───── Metin Bölümü ─────

3SAYI:Ümit Milli Takımda o jenerasyonun Türkiye’nin en başarılı oyuncularıyla çalışan bir antrenör olarak geleceğimizi, genç oyuncuları nasıl değerlendiriyorsunuz?

O.E: Öncelikle genç oyunculara çok güveniyorum, güvenim onların yapacağı şeylere ama şunu da biliyorum o yeteneklerini saha da göstermeleri de Türkiye 1. liginde çok önemli. Burada onların şöyle bir sıkıntısı var, yeterli süreyi bulamayan bir sürü genç oyuncu var. Tabiki süre almak kolay bişey değil ama süreyi almak için de çok büyük bir özgüven ve çok büyük bir çalışma arzusu gerekiyor. Genç oyuncularımız hep kendilerini tutan, arkalarından iten, kendilerine destek olan, arkalarında hep bir antrenör bekliyorlar ama tabiki bunu beklemeleri normal ama doğrusunı söylemek gerekirse, genç oyunculara süre vermek onlara destek olmak  çok önemli fakat bunun olmadığı durumlarda da bu bir mücadele. Hemde çok acımasız bir mücadele, bu hakkı almak için de bunu çok isteyen,yeteneği olan,bunun için de mücadele edip herşeyi göze alan oyuncu yıldız oyuncu veya süreyi alan 1. ligde milli takım düzeyine gelebilecek oyuncu oluyor. Bunları yapmadan sadece antrenörden bişey beklemek de gerçekçi bişey değil. Bu tip oyuncularla oynama fırsatım oldu ama bunların ne kadar çok destekle motivasyonlarının ne kadar arttığını aksi takdirde ise kendileri bişey yapmadığında, birşey vermedikleri zaman da süreyi  alamadıklarında motivasyonlarının ne kadar kaybolduğunu da yakından gördüm. Burda genç oyuncu her zaman her şekilde hazır olucak. Her şekilde ne olursa olsun çalışmayı, mücadele etmeyi kafasına koymuş ve motive olmuş olucak ve çok istekli olucak. Böyle bir şey yok yani burda da herkes birbirine her zaman sonsuz destek olamıyor ama onların da o desteği göstermesi lazım. Türkiye’de de malesef bunu belirtmeden geçemeyeceğim, genç oyuncu olmak çok zor bişey. Genç oyuncuların Türkiye liginde birçok yabancının olduğu işte artık yabancıların da Türk yapıldığı bir ligde tabiki süre almaları çok zor ama geniş düşünmeleri lazım, dünyaya daha büyük bir pencereden bakmaları lazım, sadece dünyayı Türkiye olarak görmemeleri lazım. Her ligde oynayabilirler. Ben kendi oyunculuğumda düşünüyorum bizim bir NBA’de oynamamız, bizim Avrupa’da oynamamız çok zordu çünkü o zaman yabancı sınırlaması vardı, Türkiye’nin öyle bir vizyonu yoktu, o tarz o anlamda düşünen oyuncu menejerleri,antrenörler yoktu. Bugün yurt dışında oyuncularımız da var antrenörlerimiz de var. Onların işinin o taraflarda da daha kolay olduğunu düşünüyorum ama kendilerinin bu hedefi koymaları çok önemli.

───── Kayıt Kümesi ─────

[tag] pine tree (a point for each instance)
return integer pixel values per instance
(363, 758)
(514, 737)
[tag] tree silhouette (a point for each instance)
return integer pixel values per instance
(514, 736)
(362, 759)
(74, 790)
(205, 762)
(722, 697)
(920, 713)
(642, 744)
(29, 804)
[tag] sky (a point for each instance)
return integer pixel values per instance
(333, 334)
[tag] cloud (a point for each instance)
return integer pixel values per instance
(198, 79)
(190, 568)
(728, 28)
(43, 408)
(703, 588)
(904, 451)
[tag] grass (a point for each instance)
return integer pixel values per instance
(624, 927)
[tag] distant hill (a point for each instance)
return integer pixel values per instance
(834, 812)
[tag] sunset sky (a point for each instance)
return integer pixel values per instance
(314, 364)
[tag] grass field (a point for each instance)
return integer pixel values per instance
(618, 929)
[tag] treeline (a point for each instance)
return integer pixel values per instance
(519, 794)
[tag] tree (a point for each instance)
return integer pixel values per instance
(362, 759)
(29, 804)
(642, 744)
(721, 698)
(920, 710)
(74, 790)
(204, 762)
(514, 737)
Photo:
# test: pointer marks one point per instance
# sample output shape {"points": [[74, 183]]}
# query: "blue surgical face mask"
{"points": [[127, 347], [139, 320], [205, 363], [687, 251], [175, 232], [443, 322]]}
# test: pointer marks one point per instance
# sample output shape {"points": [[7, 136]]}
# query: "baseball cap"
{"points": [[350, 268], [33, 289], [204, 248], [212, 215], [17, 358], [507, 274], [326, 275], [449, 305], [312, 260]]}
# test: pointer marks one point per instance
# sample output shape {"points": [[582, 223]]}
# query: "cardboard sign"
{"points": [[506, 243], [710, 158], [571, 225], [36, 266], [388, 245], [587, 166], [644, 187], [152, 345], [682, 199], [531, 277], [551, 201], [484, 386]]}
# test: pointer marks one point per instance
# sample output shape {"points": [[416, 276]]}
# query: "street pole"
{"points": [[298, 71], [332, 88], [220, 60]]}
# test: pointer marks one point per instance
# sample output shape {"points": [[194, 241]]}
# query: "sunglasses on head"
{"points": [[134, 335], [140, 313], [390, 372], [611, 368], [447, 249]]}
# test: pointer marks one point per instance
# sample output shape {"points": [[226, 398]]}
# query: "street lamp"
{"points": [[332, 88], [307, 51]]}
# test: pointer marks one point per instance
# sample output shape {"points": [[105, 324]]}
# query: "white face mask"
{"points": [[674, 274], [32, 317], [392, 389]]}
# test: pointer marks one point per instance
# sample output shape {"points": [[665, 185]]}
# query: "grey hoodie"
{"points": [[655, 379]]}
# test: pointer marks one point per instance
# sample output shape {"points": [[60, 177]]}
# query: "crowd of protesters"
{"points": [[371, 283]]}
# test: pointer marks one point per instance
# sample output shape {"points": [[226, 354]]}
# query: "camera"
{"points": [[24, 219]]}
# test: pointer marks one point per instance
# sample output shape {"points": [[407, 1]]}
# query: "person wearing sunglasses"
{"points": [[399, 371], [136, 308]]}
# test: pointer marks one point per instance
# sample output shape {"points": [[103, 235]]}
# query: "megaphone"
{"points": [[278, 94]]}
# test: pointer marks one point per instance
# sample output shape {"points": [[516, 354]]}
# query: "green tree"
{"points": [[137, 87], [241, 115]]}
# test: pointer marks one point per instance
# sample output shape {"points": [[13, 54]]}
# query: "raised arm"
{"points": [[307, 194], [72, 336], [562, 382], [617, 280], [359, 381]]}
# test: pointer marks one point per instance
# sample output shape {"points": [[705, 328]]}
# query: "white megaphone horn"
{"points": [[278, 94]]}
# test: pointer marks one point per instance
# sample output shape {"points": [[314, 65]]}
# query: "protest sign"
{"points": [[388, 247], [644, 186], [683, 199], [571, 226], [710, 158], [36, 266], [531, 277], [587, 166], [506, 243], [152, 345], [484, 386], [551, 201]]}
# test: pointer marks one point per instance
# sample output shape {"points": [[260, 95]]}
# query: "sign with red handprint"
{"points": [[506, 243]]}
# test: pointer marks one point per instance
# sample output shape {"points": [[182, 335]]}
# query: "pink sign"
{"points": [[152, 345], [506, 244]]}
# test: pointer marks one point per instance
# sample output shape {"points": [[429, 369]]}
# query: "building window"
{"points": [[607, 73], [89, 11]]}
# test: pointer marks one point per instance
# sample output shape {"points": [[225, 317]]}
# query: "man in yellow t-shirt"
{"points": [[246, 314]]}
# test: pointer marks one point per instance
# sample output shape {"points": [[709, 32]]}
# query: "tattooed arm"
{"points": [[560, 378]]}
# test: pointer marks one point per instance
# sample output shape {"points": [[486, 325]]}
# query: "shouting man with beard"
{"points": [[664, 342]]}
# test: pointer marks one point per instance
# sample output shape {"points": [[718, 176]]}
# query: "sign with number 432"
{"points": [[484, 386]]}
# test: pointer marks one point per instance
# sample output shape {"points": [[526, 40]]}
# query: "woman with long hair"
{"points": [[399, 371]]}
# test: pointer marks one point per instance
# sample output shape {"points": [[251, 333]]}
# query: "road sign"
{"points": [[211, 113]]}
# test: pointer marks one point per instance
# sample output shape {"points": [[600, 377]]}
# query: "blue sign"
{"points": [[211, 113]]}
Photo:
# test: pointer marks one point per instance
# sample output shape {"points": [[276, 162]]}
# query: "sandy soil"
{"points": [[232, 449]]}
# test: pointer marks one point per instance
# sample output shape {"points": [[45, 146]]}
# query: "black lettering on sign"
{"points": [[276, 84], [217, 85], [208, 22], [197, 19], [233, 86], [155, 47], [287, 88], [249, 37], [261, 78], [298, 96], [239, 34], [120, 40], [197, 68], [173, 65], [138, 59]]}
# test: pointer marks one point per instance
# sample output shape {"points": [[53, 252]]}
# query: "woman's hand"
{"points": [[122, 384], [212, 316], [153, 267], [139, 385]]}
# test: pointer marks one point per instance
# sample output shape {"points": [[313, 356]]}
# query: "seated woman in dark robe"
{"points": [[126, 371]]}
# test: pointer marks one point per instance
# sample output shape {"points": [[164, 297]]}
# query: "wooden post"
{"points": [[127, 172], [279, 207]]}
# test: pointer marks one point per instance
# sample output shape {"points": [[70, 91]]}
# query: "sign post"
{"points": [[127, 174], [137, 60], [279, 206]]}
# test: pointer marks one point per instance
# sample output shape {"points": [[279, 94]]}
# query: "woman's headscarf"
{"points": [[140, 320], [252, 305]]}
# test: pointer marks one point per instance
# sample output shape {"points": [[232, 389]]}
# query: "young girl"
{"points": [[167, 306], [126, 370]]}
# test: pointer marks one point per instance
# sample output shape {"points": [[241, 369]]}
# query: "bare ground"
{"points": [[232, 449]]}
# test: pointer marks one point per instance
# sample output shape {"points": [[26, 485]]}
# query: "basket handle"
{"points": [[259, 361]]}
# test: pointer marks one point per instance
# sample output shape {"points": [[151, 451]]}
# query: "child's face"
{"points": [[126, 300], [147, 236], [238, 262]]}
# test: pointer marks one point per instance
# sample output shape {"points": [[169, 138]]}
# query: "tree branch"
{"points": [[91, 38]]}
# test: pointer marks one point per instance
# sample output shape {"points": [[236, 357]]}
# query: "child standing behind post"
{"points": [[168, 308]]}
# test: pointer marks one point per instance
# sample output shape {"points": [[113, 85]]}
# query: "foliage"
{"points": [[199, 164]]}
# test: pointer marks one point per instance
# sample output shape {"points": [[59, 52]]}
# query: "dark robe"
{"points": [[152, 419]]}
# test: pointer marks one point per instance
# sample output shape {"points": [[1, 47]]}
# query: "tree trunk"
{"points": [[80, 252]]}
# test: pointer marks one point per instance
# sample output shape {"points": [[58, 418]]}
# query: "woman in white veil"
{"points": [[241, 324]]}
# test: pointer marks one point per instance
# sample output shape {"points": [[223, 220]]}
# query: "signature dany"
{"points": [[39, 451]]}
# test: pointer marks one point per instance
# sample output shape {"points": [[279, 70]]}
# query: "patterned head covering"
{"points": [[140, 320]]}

─────

Lütfen röportaja göre, konuşmacının kendi oyunculuk döneminde NBA'de ya da Avrupa'da oynamanın neden çok zor olduğunu belirtin.

O dönemde yabancı sınırlaması vardı, Türkiye'nin öyle bir vizyonu yoktu ve bu şekilde düşünen oyuncu menajerleri ile antrenörler yoktu.